→ **Activity list**:
A) In the pregnancy fitness article below, how many cups of water a day should a pregnant woman drink?
B) Carry on the pregnancy fitness article below, starting right after its final sentence.

Staying Fit and Healthy During Pregnancy

Staying Fit and Healthy During Pregnancy

There are many myths related to sports during pregnancy, but many women want to do sports during pregnancy and maintain their routines. In this article, we will dispel the myths and give you tips on how to stay healthy and do sports during your pregnancy.

It is important to find a reasonable level, and that depends on the shape you had before, the activities your body was comfortable with, and your health during pregnancy. It would be the best if you discuss it with your doctor or midwife before starting a sports programme. Typically, exercises reduce the level of stress and enhance body image, so pregnant women who are working on their fitness level often feel better about themselves.

Walking and Swimming

You can try some kind of aerobic activities such as walking or swimming, as well as, some flexibility and strengthening workouts like yoga. If you have never been doing regular workouts, it is ok if you start with a 20-30 minute walk a few times a week. Yoga also helps you to get the right breathing techniques, to relax and stay calm. It stretches your body, but the key point is to not push yourself too hard and does not over-stretch yourself. Some poses of yoga are challenging, intense, and powerful, and these exercises should be avoided. Running as an intense activity should also be avoided during pregnancy however after a baby’s birth running can be just perfect exercise. Do not forget to warm up before starting your exercise to avoid injuries.

Walking and Swimming
Walking and Swimming

Vitamins are Important

During pregnancy, it is important to eat the right food as the baby and the mother would get all minerals and vitamins but less sugar and processed fats. It would be good if you ate more fruits and vegetables, whole grains, and calcium-rich food. A pregnant woman also needs more water, so be sure to drink eight or more cups a day.

→ **Data supplied**:
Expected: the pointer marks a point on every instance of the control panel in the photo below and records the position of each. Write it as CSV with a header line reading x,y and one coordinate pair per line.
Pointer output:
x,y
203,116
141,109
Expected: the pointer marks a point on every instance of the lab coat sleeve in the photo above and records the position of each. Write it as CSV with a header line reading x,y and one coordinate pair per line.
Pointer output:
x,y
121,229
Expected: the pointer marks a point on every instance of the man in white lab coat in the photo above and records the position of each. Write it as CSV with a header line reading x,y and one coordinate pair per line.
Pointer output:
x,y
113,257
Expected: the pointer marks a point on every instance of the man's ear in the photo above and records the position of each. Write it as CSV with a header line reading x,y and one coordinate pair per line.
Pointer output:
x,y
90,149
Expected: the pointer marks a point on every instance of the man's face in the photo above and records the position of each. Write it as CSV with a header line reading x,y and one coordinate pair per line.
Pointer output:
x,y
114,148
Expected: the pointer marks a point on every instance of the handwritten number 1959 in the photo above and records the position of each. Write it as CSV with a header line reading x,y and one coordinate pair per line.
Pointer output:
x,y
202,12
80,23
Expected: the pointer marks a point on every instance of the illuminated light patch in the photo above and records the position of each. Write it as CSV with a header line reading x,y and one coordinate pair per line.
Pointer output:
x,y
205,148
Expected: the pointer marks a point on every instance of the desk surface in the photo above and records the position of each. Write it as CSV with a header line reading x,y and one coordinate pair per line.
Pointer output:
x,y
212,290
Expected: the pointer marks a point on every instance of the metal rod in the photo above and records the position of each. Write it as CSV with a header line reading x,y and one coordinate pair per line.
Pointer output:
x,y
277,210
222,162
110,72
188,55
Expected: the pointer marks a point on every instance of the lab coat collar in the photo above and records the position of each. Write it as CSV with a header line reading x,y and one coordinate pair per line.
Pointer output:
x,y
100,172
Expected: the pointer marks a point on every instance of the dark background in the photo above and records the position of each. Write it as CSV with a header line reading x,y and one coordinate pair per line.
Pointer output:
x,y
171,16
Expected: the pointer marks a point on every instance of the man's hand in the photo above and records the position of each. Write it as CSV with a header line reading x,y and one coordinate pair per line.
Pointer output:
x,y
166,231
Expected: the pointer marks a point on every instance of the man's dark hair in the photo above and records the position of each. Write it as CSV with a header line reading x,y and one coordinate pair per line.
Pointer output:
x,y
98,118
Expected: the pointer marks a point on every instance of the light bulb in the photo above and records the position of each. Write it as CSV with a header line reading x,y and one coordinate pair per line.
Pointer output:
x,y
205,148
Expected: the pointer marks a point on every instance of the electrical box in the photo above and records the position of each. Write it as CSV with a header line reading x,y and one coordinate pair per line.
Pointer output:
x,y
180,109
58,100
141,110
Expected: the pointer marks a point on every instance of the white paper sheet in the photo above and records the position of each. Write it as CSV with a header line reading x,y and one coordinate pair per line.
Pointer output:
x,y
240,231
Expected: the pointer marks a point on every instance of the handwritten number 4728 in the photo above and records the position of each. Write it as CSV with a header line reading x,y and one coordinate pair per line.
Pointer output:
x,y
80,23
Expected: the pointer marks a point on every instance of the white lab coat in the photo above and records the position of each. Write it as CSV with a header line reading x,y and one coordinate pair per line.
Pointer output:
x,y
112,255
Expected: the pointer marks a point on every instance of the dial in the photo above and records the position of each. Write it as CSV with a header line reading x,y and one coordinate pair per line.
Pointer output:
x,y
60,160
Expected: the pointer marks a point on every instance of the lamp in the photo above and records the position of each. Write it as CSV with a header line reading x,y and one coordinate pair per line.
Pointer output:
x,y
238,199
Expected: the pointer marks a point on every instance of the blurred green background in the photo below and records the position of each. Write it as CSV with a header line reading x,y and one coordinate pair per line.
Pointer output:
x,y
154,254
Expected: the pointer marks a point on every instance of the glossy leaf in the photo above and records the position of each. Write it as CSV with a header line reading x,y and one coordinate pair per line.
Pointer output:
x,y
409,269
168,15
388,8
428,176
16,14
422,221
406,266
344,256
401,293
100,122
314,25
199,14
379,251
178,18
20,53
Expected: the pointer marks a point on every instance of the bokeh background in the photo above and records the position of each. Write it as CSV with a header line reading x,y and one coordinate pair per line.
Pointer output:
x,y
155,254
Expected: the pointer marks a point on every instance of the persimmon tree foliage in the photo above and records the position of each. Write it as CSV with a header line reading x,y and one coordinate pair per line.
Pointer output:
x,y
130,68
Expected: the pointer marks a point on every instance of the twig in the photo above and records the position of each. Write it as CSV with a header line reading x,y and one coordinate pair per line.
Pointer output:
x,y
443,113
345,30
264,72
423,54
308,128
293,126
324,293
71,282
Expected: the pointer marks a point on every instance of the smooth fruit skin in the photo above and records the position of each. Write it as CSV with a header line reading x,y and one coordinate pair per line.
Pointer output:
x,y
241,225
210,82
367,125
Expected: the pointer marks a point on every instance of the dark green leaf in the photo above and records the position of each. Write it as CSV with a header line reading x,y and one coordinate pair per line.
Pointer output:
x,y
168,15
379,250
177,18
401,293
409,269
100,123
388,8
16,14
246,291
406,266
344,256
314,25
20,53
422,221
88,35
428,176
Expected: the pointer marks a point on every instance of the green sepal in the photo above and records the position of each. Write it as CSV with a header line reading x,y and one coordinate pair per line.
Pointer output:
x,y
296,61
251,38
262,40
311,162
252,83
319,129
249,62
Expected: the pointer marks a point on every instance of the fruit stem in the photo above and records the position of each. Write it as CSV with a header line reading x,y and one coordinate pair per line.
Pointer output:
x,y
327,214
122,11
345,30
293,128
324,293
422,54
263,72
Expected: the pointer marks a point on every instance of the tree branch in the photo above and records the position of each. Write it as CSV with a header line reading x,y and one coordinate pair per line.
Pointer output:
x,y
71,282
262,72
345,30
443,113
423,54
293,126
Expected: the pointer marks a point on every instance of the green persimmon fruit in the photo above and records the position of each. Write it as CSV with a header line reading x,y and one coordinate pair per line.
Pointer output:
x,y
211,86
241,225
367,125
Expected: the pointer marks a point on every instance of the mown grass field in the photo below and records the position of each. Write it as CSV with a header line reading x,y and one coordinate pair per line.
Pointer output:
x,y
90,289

→ **Task-by-task answers**:
A) Eight or more cups a day.

B)
Vitamins are Important
Vitamins are Important

A pregnant woman needs special vitamins such as folic acid and calcium. Folic acid is the synthetic form of the B vitamin and one of the water-soluble vitamins. It is the sum of the folate-active compounds that occur naturally in food. It is involved in various processes such as the division and new formation of cells. It is also essential in the metabolism of certain amino acids. Together with vitamin B12 and B6, folic acid is involved in the breakdown of homocysteine. Folic acid can be found in high concentrations in green plants such as spinach and cabbage. The vitamin is sensitive to external influences such as heat, light, and oxygen.

Calcium During Pregnancy

Calcium is also extremely needed for pregnant women. An average adult person needs 1,000 mg of calcium daily, while pregnant and nursing mothers under 19 years old need 1,200 mg per day. A pregnant woman passes on about 40 g of the mineral calcium to the foetus. Calcium is mainly needed to build and maintain healthy bones and teeth. It also ensures the normal functioning of nerves and muscles. Calcium is useful for blood clotting and fights against inflammation and allergies. During pregnancy, the growing unborn child gets the required amount of calcium from the mother’s bone depots. If the pregnant woman does not consume enough calcium with her food, she may develop a calcium deficiency.